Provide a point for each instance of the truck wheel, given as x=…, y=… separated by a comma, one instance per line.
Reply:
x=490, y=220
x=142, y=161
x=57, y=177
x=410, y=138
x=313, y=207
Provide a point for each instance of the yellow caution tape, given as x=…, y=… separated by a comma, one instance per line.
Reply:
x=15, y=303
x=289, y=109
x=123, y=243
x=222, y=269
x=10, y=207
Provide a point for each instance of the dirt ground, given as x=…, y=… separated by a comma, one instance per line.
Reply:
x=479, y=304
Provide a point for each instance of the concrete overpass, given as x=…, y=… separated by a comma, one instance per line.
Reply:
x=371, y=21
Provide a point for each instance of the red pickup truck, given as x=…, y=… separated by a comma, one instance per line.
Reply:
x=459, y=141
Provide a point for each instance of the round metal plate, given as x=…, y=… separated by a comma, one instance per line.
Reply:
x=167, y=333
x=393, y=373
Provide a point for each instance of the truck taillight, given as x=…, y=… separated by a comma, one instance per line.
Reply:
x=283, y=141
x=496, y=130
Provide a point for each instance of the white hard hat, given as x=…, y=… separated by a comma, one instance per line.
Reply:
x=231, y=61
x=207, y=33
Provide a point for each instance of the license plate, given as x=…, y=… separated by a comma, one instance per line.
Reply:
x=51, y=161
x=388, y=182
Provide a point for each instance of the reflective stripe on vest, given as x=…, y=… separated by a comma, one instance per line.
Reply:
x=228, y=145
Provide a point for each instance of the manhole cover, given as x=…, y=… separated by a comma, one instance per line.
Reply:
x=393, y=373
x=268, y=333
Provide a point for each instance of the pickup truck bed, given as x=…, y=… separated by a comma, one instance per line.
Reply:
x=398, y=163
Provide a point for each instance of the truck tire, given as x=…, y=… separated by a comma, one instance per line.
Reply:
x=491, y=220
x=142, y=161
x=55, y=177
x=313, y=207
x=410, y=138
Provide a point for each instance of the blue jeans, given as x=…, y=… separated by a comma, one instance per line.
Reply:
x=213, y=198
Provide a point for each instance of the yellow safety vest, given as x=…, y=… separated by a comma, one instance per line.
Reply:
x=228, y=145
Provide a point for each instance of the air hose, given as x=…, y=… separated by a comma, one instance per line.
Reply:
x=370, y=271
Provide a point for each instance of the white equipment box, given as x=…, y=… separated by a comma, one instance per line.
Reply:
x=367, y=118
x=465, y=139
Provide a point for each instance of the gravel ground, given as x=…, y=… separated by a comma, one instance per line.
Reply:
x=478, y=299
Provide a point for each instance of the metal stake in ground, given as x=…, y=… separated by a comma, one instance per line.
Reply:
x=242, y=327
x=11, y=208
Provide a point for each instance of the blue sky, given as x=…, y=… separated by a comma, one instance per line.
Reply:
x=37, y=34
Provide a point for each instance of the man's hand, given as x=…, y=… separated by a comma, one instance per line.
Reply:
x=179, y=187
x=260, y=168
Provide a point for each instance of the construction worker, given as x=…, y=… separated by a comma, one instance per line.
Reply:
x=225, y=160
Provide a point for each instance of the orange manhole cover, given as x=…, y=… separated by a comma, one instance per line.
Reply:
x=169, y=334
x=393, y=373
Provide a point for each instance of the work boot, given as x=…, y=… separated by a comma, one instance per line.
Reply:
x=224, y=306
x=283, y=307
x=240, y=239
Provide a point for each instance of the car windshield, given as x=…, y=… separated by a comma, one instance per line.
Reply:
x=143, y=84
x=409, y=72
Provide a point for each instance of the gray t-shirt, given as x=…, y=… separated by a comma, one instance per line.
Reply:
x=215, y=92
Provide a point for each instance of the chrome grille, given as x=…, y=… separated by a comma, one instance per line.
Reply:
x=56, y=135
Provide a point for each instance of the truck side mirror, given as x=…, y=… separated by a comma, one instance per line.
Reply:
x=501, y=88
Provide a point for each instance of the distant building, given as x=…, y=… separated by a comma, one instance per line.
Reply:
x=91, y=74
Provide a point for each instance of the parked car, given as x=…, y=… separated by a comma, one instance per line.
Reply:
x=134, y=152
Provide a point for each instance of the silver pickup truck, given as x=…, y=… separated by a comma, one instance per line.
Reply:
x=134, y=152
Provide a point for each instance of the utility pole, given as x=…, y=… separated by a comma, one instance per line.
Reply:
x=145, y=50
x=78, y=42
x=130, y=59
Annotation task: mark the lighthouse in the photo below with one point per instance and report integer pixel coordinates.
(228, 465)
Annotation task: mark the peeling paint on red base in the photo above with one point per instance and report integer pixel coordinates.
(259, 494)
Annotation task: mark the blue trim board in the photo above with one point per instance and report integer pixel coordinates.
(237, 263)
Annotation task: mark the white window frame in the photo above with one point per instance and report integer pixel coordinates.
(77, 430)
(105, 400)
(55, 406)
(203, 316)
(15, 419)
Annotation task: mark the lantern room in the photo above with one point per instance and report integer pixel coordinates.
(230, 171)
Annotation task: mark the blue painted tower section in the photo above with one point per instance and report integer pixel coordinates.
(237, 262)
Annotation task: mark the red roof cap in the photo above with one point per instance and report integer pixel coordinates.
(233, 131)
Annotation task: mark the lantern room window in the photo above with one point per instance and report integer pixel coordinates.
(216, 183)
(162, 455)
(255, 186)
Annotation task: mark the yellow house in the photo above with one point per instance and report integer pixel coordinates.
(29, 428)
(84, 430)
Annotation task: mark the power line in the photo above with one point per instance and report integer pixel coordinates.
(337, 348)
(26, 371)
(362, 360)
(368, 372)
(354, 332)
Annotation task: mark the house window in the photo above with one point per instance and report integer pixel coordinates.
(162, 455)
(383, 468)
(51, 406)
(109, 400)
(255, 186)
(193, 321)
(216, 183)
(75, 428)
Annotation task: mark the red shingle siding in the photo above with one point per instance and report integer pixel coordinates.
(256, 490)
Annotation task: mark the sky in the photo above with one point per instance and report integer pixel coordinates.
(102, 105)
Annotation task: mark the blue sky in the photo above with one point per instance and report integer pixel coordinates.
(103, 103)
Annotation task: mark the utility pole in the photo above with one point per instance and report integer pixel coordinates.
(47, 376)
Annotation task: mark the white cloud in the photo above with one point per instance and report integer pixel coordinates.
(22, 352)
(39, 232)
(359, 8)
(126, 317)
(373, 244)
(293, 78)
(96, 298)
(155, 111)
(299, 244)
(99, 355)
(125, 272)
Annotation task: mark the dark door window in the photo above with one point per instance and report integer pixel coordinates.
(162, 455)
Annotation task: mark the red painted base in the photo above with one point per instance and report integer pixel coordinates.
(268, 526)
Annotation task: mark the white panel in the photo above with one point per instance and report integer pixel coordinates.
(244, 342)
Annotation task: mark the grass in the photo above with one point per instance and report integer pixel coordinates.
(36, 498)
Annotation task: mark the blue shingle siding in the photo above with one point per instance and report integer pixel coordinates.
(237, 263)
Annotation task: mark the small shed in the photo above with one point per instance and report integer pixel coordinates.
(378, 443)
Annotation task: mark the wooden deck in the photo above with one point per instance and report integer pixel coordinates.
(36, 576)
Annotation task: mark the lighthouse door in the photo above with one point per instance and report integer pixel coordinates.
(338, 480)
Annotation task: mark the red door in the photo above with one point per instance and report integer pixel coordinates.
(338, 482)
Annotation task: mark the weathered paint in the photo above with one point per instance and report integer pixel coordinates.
------------------------------------------------------------------------
§ WORK TO DO:
Scale the items from the line with "Provide a point for each instance of the white hard" up to and including the line with "x=207, y=33", reproducing each line with every coordinate in the answers multiplied by 1.3 and rounded to the nearest whole number, halves up.

§ OUTPUT OF THE EXERCISE:
Provide a point for each instance of the white hard hat, given as x=…, y=… separated by a comma, one instance per line.
Reply:
x=300, y=79
x=269, y=43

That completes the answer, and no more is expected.